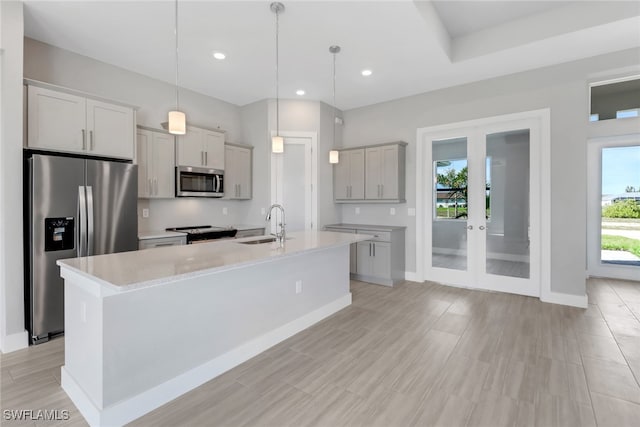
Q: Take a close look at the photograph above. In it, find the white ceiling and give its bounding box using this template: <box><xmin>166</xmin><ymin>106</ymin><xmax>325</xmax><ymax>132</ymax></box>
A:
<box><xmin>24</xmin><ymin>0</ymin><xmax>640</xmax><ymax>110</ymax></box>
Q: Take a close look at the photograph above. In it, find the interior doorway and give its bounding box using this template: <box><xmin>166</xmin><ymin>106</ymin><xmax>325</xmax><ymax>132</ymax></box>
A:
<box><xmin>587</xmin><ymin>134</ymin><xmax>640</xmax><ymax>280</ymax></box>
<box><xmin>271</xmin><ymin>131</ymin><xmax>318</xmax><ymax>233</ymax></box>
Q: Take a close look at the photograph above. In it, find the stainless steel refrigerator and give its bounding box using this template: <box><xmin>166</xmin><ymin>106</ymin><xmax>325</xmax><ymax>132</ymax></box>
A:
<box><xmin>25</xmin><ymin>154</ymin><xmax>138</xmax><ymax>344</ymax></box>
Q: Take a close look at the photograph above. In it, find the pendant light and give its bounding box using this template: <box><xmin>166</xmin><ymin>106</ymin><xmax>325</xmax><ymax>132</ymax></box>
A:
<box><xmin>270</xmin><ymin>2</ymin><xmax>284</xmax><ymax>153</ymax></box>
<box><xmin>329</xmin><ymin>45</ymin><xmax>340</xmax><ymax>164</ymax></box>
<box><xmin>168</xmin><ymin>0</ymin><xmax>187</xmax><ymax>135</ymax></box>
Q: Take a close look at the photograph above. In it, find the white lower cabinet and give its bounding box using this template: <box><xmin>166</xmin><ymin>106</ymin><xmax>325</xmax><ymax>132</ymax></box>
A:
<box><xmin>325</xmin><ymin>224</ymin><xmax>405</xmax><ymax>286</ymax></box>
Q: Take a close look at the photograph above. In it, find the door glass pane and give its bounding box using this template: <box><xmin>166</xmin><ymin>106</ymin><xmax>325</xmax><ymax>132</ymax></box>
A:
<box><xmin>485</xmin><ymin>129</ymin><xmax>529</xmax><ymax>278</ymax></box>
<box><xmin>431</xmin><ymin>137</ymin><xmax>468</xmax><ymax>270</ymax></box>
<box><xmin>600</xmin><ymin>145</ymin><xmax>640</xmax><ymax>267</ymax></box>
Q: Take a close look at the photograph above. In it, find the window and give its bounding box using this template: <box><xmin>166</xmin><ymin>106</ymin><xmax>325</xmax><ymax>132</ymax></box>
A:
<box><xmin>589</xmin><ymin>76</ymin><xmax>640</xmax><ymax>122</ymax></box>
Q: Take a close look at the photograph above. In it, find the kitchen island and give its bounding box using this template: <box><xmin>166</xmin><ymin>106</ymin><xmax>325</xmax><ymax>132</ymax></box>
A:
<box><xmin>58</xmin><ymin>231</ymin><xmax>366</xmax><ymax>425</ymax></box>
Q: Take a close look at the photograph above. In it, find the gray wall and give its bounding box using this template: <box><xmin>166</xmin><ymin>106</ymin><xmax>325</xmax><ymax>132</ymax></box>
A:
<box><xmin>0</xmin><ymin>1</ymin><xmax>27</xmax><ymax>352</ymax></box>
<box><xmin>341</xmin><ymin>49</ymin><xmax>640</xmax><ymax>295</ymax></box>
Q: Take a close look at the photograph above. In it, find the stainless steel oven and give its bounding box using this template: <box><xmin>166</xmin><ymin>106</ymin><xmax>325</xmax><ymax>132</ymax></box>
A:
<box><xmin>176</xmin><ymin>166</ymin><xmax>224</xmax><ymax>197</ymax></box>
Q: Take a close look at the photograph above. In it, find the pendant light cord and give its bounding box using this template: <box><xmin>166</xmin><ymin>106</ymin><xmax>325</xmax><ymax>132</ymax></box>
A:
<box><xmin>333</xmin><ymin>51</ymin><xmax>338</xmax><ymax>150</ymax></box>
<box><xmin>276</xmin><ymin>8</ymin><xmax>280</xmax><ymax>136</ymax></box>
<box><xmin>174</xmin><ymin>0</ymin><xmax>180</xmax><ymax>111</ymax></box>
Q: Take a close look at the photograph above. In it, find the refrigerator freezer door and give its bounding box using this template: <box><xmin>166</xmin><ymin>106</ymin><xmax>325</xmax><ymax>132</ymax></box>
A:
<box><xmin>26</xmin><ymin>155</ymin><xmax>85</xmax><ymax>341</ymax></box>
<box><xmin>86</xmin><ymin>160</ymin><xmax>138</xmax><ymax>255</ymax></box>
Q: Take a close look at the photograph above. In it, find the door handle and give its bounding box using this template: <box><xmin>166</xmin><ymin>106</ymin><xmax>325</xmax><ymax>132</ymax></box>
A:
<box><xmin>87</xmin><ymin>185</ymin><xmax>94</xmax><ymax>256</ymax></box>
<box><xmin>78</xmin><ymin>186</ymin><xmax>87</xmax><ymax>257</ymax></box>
************
§ **Given instruction**: Copy every item above word for word, omitting the pictures.

§ **Response below**:
Q: Take a close look at the photograph above. In it, find the white ceiling and give its bounding box using this template: <box><xmin>166</xmin><ymin>106</ymin><xmax>325</xmax><ymax>132</ymax></box>
A:
<box><xmin>24</xmin><ymin>0</ymin><xmax>640</xmax><ymax>110</ymax></box>
Q: Take a close look at the photograph above. In it, find the interior doorway and give its bounding box using this template: <box><xmin>166</xmin><ymin>106</ymin><xmax>325</xmax><ymax>132</ymax></box>
A:
<box><xmin>587</xmin><ymin>134</ymin><xmax>640</xmax><ymax>280</ymax></box>
<box><xmin>271</xmin><ymin>131</ymin><xmax>318</xmax><ymax>233</ymax></box>
Q: Take a close look at the photograph above. In it, find the stainless steel refrigerator and give its bounding box using this template: <box><xmin>166</xmin><ymin>106</ymin><xmax>325</xmax><ymax>132</ymax></box>
A:
<box><xmin>25</xmin><ymin>154</ymin><xmax>138</xmax><ymax>344</ymax></box>
Q: Take a close look at the photograph above. In it, find the pendant light and give its bounding box using this template: <box><xmin>166</xmin><ymin>106</ymin><xmax>325</xmax><ymax>132</ymax></box>
A:
<box><xmin>270</xmin><ymin>2</ymin><xmax>284</xmax><ymax>153</ymax></box>
<box><xmin>329</xmin><ymin>45</ymin><xmax>340</xmax><ymax>164</ymax></box>
<box><xmin>168</xmin><ymin>0</ymin><xmax>187</xmax><ymax>135</ymax></box>
Q: Take a close look at the photograph above. In it, find the white lower cabinet and give its bounding box using this template: <box><xmin>166</xmin><ymin>106</ymin><xmax>325</xmax><ymax>132</ymax></box>
A:
<box><xmin>325</xmin><ymin>224</ymin><xmax>405</xmax><ymax>286</ymax></box>
Q: Take a close look at the photograph above. In it, find the door glass pane and give its bounding box using this template: <box><xmin>166</xmin><ymin>106</ymin><xmax>325</xmax><ymax>132</ymax></box>
A:
<box><xmin>485</xmin><ymin>129</ymin><xmax>529</xmax><ymax>278</ymax></box>
<box><xmin>431</xmin><ymin>137</ymin><xmax>468</xmax><ymax>270</ymax></box>
<box><xmin>600</xmin><ymin>145</ymin><xmax>640</xmax><ymax>267</ymax></box>
Q: Take a close look at the photograph above. In it, find the window and give its bounding box using this template: <box><xmin>166</xmin><ymin>106</ymin><xmax>325</xmax><ymax>132</ymax></box>
A:
<box><xmin>589</xmin><ymin>76</ymin><xmax>640</xmax><ymax>122</ymax></box>
Q: Take a close look at the photograph above. In it, find the kitchen island and give its bounding box using this template: <box><xmin>166</xmin><ymin>106</ymin><xmax>325</xmax><ymax>132</ymax></box>
A:
<box><xmin>58</xmin><ymin>231</ymin><xmax>366</xmax><ymax>425</ymax></box>
Q: Take a close look at the photograph above. In it, find the gray wall and give its bounding box using this template: <box><xmin>166</xmin><ymin>106</ymin><xmax>325</xmax><ymax>132</ymax></box>
A:
<box><xmin>0</xmin><ymin>1</ymin><xmax>27</xmax><ymax>352</ymax></box>
<box><xmin>341</xmin><ymin>49</ymin><xmax>640</xmax><ymax>295</ymax></box>
Q: Take a close look at the photograph above. In it, find the stainless steel oven and give its bounding box using this template: <box><xmin>166</xmin><ymin>106</ymin><xmax>325</xmax><ymax>132</ymax></box>
A:
<box><xmin>176</xmin><ymin>166</ymin><xmax>224</xmax><ymax>197</ymax></box>
Q: Take a close look at the photograph above. In it, find the pendant light cord and give its bounding box using this template: <box><xmin>166</xmin><ymin>106</ymin><xmax>325</xmax><ymax>132</ymax></box>
A:
<box><xmin>333</xmin><ymin>51</ymin><xmax>338</xmax><ymax>150</ymax></box>
<box><xmin>276</xmin><ymin>8</ymin><xmax>280</xmax><ymax>136</ymax></box>
<box><xmin>174</xmin><ymin>0</ymin><xmax>180</xmax><ymax>111</ymax></box>
Q: Take a close look at the photograph above. In it, find the refrigerator freezer door and give its bounding box using this template: <box><xmin>166</xmin><ymin>106</ymin><xmax>325</xmax><ymax>132</ymax></box>
A:
<box><xmin>26</xmin><ymin>155</ymin><xmax>85</xmax><ymax>341</ymax></box>
<box><xmin>86</xmin><ymin>160</ymin><xmax>138</xmax><ymax>255</ymax></box>
Q: Take a close look at the photograph above. In it, find the door handle and give its bounding box using this template: <box><xmin>166</xmin><ymin>106</ymin><xmax>325</xmax><ymax>132</ymax></box>
A:
<box><xmin>87</xmin><ymin>185</ymin><xmax>94</xmax><ymax>256</ymax></box>
<box><xmin>78</xmin><ymin>186</ymin><xmax>87</xmax><ymax>257</ymax></box>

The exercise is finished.